● **Written task**:
Produce an exact copy of the lines from the line that contains "Each instance receives one keypoint. Mark the white road" to the end of the listing below.

● **Task material**:
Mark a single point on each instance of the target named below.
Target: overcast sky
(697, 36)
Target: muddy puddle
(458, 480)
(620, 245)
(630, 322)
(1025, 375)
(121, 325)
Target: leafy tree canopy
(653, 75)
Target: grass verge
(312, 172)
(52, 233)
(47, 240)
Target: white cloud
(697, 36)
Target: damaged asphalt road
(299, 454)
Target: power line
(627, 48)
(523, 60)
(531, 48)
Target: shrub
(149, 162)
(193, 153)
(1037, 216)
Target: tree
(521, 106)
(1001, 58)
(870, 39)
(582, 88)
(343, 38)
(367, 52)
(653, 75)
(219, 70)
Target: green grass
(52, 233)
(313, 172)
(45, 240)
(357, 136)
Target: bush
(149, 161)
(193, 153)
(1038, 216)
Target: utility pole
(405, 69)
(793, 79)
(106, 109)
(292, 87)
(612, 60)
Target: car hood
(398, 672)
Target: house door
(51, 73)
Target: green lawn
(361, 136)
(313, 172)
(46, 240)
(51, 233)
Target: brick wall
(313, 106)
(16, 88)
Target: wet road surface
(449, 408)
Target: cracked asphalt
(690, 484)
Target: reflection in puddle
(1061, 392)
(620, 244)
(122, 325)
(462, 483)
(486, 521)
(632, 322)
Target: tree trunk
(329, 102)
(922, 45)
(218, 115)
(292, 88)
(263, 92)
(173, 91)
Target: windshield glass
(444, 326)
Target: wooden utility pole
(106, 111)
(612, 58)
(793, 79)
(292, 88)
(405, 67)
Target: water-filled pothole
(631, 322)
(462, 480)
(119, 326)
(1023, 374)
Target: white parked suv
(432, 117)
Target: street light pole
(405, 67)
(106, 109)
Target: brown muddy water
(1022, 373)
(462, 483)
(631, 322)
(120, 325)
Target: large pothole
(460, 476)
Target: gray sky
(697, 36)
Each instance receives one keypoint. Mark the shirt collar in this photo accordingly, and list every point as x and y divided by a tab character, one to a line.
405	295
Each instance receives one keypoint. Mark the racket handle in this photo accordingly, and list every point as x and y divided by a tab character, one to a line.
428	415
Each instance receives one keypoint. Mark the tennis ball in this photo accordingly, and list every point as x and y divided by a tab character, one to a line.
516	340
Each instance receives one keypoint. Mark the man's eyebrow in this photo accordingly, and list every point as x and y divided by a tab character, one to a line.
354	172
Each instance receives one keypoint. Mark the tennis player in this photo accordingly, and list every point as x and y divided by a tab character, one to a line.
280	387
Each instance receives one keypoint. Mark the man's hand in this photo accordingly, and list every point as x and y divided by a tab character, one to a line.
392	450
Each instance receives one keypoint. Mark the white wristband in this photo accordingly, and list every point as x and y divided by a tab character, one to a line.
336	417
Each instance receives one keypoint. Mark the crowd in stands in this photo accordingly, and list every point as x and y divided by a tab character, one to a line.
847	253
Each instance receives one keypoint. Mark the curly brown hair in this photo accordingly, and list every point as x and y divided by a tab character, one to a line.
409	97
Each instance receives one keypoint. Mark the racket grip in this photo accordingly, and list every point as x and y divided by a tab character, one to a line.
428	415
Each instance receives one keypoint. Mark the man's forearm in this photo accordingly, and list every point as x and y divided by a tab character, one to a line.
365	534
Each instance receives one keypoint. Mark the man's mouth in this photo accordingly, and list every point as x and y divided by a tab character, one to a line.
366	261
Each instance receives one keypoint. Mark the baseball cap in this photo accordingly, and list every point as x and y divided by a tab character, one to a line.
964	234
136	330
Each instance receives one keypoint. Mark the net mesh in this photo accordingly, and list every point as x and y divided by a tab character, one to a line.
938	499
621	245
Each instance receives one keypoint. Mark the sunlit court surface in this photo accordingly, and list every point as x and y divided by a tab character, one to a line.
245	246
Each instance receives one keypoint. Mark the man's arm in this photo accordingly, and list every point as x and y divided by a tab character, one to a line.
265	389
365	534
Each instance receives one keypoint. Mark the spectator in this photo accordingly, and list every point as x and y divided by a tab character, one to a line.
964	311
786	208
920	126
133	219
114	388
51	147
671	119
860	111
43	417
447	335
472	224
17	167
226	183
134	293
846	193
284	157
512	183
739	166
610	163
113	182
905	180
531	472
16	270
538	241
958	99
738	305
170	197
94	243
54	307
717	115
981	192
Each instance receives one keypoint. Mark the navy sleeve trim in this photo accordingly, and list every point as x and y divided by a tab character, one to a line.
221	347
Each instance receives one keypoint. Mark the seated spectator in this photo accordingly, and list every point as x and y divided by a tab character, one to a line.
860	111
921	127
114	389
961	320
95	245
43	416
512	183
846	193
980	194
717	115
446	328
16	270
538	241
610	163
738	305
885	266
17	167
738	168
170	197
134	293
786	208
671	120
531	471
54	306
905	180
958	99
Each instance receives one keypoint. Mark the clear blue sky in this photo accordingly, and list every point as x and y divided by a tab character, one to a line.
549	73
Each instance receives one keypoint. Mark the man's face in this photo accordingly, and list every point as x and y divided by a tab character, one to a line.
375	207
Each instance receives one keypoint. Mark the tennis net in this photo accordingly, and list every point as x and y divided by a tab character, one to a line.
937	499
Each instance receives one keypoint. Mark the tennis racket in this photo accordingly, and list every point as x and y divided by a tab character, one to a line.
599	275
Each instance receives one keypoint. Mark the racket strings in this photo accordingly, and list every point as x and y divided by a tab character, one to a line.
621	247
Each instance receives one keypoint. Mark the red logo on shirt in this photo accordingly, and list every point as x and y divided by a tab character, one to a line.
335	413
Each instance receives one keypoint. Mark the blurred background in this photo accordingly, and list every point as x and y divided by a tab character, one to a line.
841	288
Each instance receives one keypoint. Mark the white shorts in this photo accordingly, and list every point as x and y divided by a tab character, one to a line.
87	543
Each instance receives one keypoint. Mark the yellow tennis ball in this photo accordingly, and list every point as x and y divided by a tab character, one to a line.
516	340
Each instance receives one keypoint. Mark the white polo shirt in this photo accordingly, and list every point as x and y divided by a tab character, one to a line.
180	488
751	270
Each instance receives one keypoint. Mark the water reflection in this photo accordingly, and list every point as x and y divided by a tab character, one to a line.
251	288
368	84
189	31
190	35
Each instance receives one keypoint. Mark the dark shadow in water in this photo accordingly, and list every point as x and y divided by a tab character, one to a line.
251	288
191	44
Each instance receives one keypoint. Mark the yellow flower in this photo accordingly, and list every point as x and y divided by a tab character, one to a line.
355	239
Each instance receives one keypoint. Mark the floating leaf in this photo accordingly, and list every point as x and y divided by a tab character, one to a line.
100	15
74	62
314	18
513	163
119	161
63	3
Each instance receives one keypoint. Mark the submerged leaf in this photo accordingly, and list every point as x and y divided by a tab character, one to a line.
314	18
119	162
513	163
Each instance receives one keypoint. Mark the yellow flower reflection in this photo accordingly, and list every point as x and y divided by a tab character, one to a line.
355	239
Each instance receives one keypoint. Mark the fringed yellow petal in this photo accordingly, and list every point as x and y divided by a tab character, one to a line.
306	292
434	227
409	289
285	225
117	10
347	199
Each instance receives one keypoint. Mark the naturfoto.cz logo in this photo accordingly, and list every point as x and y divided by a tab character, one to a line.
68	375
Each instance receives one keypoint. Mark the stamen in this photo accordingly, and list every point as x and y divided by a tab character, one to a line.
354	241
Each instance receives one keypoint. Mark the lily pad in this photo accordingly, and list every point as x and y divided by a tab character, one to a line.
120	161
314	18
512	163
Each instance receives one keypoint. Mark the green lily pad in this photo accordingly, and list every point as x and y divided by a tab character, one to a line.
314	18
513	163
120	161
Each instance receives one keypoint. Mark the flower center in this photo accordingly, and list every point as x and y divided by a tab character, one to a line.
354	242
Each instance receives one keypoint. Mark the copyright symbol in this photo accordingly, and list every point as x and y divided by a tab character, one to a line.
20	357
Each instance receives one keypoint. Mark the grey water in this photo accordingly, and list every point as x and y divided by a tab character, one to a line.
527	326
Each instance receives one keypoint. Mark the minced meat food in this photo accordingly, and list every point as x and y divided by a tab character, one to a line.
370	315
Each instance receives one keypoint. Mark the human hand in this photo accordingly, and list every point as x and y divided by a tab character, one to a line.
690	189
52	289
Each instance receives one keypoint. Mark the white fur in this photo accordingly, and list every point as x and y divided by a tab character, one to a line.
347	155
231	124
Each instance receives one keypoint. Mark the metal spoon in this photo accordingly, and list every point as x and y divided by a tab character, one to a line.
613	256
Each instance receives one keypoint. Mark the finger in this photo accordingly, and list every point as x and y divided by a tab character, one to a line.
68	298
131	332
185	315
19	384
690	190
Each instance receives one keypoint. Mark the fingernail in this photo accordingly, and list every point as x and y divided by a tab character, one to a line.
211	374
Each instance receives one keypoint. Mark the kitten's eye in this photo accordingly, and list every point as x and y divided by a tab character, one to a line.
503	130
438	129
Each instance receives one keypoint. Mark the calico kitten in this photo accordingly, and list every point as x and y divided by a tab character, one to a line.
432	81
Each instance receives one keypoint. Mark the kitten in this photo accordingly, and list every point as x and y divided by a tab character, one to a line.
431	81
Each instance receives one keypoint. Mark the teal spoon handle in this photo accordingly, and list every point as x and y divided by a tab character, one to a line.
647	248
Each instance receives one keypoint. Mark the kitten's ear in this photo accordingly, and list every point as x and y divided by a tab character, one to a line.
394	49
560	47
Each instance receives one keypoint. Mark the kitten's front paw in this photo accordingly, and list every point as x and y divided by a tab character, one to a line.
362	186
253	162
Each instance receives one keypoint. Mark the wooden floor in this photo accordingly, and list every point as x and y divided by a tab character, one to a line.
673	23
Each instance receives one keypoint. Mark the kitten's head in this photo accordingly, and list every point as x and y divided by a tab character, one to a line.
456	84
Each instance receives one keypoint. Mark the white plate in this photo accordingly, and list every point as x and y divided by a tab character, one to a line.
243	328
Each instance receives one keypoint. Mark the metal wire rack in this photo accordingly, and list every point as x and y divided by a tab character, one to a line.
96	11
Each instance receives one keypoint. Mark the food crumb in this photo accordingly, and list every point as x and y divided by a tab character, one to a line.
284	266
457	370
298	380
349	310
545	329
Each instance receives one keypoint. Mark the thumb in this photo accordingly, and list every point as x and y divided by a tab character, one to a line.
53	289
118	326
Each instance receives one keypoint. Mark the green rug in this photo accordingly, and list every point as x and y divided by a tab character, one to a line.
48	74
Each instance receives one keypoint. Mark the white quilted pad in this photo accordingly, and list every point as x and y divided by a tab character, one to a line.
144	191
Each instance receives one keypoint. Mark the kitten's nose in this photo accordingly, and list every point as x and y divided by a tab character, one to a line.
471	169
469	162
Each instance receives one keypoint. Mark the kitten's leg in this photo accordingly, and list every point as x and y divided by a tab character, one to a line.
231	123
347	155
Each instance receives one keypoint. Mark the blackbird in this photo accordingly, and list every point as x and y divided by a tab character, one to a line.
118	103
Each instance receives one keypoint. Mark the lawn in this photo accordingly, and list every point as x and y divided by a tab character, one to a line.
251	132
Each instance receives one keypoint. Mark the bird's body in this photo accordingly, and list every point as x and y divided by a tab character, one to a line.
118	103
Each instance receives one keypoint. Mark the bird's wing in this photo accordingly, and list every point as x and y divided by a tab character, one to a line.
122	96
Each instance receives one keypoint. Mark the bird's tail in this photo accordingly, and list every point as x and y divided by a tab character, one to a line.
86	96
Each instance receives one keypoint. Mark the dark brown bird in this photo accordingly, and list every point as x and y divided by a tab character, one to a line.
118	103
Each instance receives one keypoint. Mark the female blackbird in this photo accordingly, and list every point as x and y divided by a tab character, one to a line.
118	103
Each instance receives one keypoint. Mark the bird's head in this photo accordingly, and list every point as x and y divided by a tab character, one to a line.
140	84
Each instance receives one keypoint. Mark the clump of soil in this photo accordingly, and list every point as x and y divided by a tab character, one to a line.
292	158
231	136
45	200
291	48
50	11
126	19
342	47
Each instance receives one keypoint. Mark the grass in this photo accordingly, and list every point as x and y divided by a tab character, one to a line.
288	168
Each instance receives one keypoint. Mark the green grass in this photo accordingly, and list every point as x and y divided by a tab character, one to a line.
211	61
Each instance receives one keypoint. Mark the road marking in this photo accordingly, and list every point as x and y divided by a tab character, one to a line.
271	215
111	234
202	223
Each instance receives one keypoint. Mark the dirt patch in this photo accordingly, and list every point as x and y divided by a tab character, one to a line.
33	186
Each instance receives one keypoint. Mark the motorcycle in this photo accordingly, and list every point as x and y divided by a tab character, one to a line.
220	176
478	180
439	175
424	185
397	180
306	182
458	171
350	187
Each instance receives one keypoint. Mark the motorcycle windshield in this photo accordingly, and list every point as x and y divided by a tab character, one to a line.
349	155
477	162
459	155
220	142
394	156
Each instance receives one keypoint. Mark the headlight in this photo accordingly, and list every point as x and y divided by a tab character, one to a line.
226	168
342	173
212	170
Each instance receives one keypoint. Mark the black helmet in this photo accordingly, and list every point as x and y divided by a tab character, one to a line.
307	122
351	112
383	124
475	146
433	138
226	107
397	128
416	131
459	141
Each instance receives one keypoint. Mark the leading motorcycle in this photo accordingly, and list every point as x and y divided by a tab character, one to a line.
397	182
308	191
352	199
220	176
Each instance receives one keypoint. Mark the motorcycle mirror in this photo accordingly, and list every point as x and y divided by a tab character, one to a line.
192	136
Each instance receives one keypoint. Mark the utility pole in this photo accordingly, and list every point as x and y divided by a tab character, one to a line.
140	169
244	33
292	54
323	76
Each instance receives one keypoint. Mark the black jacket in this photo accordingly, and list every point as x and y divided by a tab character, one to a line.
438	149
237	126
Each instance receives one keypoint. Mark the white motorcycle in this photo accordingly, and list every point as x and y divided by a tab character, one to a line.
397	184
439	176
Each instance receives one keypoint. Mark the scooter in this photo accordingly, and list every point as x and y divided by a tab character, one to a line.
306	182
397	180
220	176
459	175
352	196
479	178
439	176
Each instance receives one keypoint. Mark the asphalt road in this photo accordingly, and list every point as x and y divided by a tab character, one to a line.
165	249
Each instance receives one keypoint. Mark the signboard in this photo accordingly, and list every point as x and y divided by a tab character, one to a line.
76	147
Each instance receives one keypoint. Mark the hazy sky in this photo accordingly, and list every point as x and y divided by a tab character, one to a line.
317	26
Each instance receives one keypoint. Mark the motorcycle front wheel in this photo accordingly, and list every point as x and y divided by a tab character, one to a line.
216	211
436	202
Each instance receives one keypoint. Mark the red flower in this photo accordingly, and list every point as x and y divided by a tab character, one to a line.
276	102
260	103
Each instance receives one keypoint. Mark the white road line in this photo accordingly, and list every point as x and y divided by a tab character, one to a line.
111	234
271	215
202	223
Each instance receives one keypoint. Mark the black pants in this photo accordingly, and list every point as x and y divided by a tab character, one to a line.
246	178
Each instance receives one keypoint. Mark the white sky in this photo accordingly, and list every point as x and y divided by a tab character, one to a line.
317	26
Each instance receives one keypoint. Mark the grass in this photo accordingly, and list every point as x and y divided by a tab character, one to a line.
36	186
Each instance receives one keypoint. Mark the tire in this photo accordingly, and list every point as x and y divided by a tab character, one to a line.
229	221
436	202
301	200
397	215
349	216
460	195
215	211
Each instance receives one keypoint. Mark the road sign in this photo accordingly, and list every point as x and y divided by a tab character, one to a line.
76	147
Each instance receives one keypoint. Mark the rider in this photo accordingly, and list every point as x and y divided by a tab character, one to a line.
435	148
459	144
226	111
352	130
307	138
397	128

● **Exercise answer**:
Each instance receives one keypoint. Mark the white road line in this photo accordingly, and list every point as x and y divided by a tab character, one to a line.
111	234
271	215
202	223
Each instance receives one keypoint. Mark the black pants in this photo accordingly, and list every point as x and y divided by a tab character, one to a line.
246	178
Each instance receives one keypoint. Mark the white sky in this photo accordingly, and list every point as x and y divided by a tab character, one to a line.
317	26
Each instance receives one keypoint. Mark the grass in this photo accordingly, and list every point as x and y divided by a tab character, one to a line.
36	186
Each instance receives one keypoint. Mark the tire in this photo accordingly, and list every point as x and y divided by a tab character, one to a line.
229	221
436	202
301	200
397	215
349	216
460	195
215	211
Each instance receives one keypoint. Mark the road sign in this photo accordingly, and list every point as x and y divided by a tab character, one to a line.
76	147
Each instance receives one keypoint. Mark the rider in this photo accordingly, and list every point as x and y divided by a tab character, one to a line.
435	148
459	144
226	111
352	130
307	138
397	128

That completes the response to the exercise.